Passage shown:
╭──
Derek Jones from The Shape of Code
Over the last decade, testing compilers using automatically generated source code has been a popular research topic (for those working in the compiler field; Csmith kicked off this interest). Compilers are large complicated programs, and they will always contain mistakes that lead to faults being experienced. Previous posts of mine have raised two issues on the use of automatically generated tests: a financial issue (i.e., fixing reported faults costs money {most of the work on gcc and llvm is done by people working for large companies}, and is intended to benefit users not researchers seeking bragging rights for their latest paper), and applicability issue (i.e., human written code has particular characteristics and unless automatically generated code has very similar characteristics the mistakes it finds are unlikely to commonly occur in practice).
My claim that mistakes in compilers found by automatically generated code are unlikely to be the kind of mistakes that often lead to a fault in the compilation of human written code is based on the observations (I don’t have any experimental evidence): the characteristics of automatically generated source is very different from human written code (I know this from measurements of lots of code), and this difference results in parts of the compiler that are infrequently executed by human written code being more frequently executed (increasing the likelihood of a mistake being uncovered; an observation based on my years working on compilers).
An interesting new paper, Compiler Fuzzing: How Much Does It Matter?, investigated the extent to which fault experiences produced by automatically generated source are representative of fault experiences produced by human written code. The first author of the paper, Michaël Marcozzi, gave a talk about this work at the Papers We Love workshop last Sunday (videos available).
╰──
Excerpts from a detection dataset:
╭──
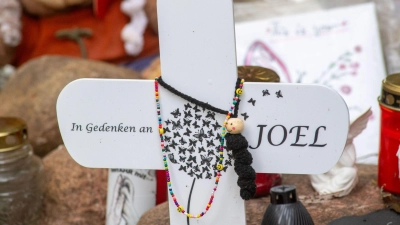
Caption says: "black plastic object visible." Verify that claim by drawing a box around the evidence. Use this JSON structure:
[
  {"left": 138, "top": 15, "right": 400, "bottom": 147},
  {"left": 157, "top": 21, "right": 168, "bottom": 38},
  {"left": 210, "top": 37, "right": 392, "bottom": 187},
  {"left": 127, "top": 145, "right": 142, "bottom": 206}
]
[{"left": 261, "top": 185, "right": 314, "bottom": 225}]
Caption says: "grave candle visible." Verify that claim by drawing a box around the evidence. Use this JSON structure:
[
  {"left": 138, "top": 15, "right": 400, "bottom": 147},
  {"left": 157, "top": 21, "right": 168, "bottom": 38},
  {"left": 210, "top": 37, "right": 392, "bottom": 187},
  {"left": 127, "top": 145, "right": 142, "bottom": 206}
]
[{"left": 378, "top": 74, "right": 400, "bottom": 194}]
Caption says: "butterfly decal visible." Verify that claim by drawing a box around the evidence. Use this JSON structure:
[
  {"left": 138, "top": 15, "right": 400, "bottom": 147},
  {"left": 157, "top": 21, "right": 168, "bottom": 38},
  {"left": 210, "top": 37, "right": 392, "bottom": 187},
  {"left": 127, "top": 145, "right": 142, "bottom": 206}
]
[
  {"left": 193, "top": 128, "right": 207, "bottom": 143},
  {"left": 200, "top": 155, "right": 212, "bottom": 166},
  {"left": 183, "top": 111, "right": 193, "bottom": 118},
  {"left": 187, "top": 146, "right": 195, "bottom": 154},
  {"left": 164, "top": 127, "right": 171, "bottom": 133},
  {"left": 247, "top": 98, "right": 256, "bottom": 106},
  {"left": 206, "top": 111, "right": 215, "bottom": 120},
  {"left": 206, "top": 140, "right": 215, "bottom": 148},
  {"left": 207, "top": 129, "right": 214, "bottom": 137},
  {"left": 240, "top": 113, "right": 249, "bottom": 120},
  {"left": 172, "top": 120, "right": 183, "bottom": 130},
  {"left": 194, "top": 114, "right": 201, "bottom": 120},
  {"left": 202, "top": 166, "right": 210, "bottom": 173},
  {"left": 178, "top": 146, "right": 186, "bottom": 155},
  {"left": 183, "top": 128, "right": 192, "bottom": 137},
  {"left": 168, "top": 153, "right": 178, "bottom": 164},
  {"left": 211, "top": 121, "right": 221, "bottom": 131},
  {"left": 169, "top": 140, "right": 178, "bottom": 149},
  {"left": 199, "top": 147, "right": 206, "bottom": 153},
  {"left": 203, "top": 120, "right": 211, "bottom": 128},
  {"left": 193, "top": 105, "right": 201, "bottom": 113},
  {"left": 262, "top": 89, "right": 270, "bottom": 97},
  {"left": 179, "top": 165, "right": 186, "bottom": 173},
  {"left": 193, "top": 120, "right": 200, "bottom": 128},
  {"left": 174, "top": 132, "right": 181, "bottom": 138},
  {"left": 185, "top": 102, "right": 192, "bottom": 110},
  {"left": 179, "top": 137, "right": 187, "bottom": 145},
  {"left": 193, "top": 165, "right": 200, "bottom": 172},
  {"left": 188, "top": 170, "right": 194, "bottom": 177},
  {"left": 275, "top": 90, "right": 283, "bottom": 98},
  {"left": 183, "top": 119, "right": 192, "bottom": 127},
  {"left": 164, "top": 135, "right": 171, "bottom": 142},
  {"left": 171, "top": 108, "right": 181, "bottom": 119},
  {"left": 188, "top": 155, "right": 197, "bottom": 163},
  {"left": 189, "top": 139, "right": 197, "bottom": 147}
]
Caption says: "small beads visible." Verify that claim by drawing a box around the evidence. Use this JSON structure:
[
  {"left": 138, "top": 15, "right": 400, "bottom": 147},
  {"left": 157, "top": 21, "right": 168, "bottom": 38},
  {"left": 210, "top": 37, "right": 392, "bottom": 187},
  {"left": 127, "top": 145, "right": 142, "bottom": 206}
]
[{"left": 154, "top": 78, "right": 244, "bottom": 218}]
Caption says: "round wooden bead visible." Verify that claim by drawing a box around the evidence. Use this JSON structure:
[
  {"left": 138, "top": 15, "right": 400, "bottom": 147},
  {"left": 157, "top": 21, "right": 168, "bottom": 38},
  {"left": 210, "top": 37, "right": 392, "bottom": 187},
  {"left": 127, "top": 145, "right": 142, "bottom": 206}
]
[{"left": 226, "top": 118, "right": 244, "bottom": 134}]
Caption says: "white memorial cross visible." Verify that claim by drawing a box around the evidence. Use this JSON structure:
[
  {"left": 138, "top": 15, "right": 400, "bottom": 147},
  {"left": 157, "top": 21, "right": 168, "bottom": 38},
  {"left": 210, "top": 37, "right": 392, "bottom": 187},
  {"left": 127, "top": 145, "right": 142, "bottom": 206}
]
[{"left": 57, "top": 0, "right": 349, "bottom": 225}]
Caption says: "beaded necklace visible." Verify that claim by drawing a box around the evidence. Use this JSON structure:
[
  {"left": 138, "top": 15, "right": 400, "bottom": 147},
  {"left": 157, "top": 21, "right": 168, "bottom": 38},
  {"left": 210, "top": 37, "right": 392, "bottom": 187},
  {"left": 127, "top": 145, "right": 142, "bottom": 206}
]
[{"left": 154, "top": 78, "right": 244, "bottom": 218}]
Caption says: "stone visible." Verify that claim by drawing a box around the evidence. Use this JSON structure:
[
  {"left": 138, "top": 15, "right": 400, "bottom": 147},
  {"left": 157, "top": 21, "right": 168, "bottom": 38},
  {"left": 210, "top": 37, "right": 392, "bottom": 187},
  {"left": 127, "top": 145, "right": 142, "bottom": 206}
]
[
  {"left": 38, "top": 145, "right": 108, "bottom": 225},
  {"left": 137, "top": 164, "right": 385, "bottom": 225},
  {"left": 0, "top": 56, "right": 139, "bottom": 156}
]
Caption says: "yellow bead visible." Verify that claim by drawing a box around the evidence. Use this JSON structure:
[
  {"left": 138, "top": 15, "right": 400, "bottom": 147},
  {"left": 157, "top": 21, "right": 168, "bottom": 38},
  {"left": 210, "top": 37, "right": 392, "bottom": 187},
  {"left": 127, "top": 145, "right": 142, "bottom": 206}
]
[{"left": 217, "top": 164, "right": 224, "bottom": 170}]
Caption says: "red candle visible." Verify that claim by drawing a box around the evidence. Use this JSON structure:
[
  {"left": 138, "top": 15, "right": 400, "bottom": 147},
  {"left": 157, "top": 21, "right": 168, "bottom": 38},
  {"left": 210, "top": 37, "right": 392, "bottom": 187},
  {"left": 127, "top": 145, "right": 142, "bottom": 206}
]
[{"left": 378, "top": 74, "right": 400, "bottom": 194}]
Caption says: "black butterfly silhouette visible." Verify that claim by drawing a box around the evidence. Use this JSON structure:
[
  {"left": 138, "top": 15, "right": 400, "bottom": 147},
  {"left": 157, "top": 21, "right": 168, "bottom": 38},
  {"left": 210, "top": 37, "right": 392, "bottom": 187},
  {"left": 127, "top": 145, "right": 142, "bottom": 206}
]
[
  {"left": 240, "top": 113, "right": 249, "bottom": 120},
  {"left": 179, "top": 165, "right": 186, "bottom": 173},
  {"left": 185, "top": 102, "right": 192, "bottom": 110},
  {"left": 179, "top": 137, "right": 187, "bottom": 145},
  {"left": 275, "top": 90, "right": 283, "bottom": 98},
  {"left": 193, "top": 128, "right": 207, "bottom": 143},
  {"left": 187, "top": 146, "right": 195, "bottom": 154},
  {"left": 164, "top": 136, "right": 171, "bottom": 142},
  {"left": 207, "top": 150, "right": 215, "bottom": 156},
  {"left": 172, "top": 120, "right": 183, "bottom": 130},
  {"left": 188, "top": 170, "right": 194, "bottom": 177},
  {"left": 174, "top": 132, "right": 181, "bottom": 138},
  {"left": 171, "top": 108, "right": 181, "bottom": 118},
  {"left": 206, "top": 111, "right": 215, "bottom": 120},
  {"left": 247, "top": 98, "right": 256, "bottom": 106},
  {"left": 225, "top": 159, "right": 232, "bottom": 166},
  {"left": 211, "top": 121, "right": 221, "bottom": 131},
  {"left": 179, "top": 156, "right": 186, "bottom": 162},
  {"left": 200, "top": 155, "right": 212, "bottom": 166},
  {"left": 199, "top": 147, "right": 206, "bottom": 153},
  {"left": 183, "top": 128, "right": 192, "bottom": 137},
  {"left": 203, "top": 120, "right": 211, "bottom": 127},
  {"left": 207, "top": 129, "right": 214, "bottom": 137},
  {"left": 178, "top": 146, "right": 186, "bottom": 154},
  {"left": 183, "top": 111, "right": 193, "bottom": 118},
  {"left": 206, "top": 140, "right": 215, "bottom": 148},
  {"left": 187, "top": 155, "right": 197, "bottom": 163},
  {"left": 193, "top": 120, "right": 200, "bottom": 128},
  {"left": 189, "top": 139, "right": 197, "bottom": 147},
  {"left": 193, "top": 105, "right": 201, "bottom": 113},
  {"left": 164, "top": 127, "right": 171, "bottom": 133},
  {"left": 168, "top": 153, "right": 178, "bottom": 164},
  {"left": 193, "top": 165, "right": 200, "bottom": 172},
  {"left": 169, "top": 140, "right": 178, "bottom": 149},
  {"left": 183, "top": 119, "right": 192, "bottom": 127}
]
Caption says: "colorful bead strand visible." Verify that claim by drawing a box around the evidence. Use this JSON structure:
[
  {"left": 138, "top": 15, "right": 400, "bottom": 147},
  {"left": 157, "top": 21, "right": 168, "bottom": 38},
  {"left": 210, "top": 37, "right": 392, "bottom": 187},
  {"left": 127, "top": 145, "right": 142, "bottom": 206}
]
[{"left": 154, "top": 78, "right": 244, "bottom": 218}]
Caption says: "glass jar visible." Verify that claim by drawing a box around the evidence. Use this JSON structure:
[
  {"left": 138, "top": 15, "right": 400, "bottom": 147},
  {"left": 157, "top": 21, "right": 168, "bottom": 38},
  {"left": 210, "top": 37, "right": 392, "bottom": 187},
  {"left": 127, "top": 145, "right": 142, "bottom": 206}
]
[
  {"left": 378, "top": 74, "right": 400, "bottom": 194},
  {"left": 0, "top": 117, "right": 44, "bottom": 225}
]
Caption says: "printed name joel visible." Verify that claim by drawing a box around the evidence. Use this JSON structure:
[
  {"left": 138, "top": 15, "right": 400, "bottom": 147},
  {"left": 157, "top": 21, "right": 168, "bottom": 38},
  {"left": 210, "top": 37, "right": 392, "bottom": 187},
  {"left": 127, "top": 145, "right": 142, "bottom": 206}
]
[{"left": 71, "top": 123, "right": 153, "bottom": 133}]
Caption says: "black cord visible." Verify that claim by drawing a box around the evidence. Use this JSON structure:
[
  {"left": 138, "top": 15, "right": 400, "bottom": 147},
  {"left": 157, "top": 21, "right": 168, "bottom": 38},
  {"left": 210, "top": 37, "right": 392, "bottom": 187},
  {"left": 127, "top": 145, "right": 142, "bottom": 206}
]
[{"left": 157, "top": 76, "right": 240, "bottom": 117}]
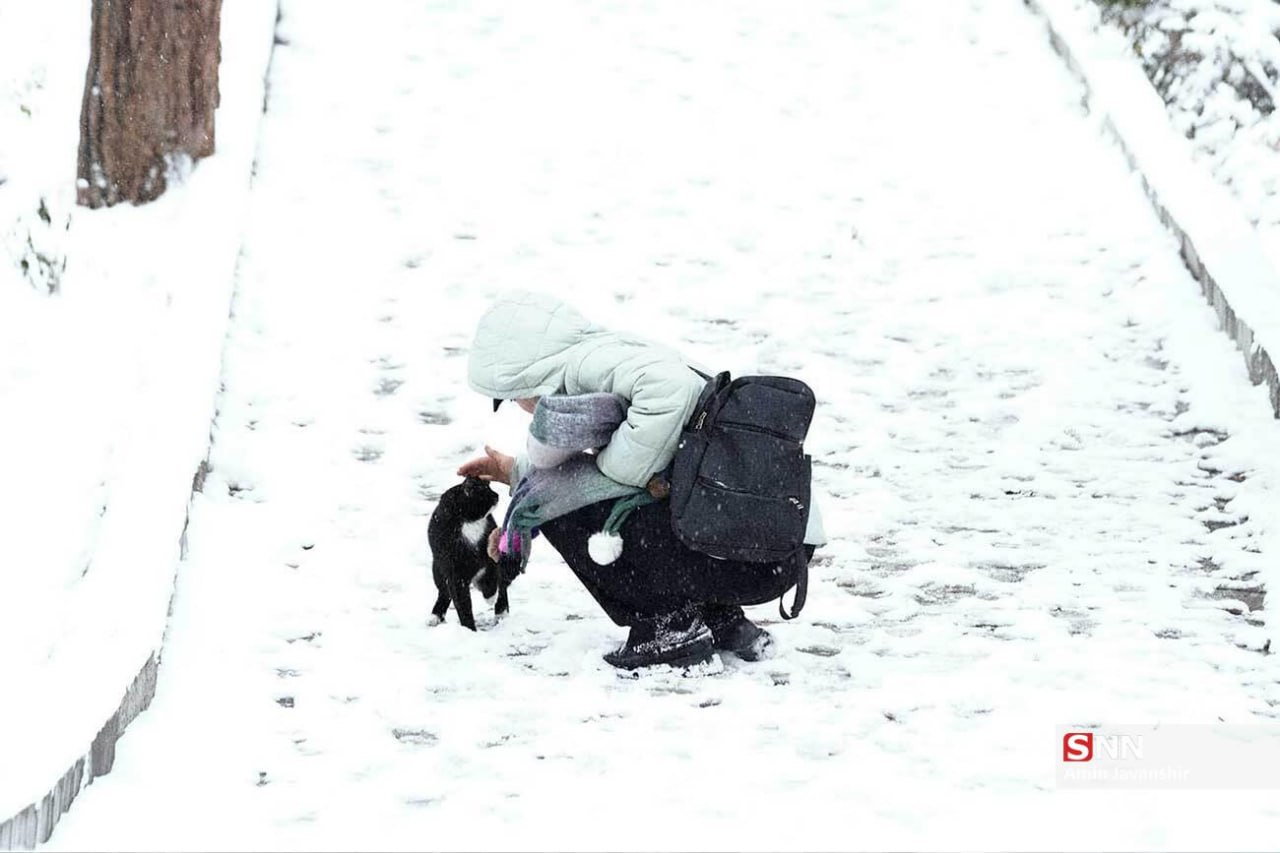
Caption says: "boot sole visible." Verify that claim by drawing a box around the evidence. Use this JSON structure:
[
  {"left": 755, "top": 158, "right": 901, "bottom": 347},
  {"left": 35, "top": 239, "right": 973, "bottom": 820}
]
╰──
Stated task 1:
Retype the post on compiler fuzzing in full, word for word.
Stated task 2:
Gather every line of the records that contains the string "butterfly". Case counts.
The post on compiler fuzzing and the records have nothing to do with each other.

Task output 1:
Derek Jones from The Shape of Code
Over the last decade, testing compilers using automatically generated source code has been a popular research topic (for those working in the compiler field; Csmith kicked off this interest). Compilers are large complicated programs, and they will always contain mistakes that lead to faults being experienced. Previous posts of mine have raised two issues on the use of automatically generated tests: a financial issue (i.e., fixing reported faults costs money {most of the work on gcc and llvm is done by people working for large companies}, and is intended to benefit users not researchers seeking bragging rights for their latest paper), and applicability issue (i.e., human written code has particular characteristics and unless automatically generated code has very similar characteristics the mistakes it finds are unlikely to commonly occur in practice).
My claim that mistakes in compilers found by automatically generated code are unlikely to be the kind of mistakes that often lead to a fault in the compilation of human written code is based on the observations (I don’t have any experimental evidence): the characteristics of automatically generated source is very different from human written code (I know this from measurements of lots of code), and this difference results in parts of the compiler that are infrequently executed by human written code being more frequently executed (increasing the likelihood of a mistake being uncovered; an observation based on my years working on compilers).
An interesting new paper, Compiler Fuzzing: How Much Does It Matter?, investigated the extent to which fault experiences produced by automatically generated source are representative of fault experiences produced by human written code. The first author of the paper, Michaël Marcozzi, gave a talk about this work at the Papers We Love workshop last Sunday (videos available).

Task output 2:
Caption says: "butterfly decal visible." Verify that claim by drawing a box around the evidence. Use this JSON structure:
Caption says: "black butterfly silhouette visible." Verify that claim by drawing a box around the evidence. Use this JSON structure:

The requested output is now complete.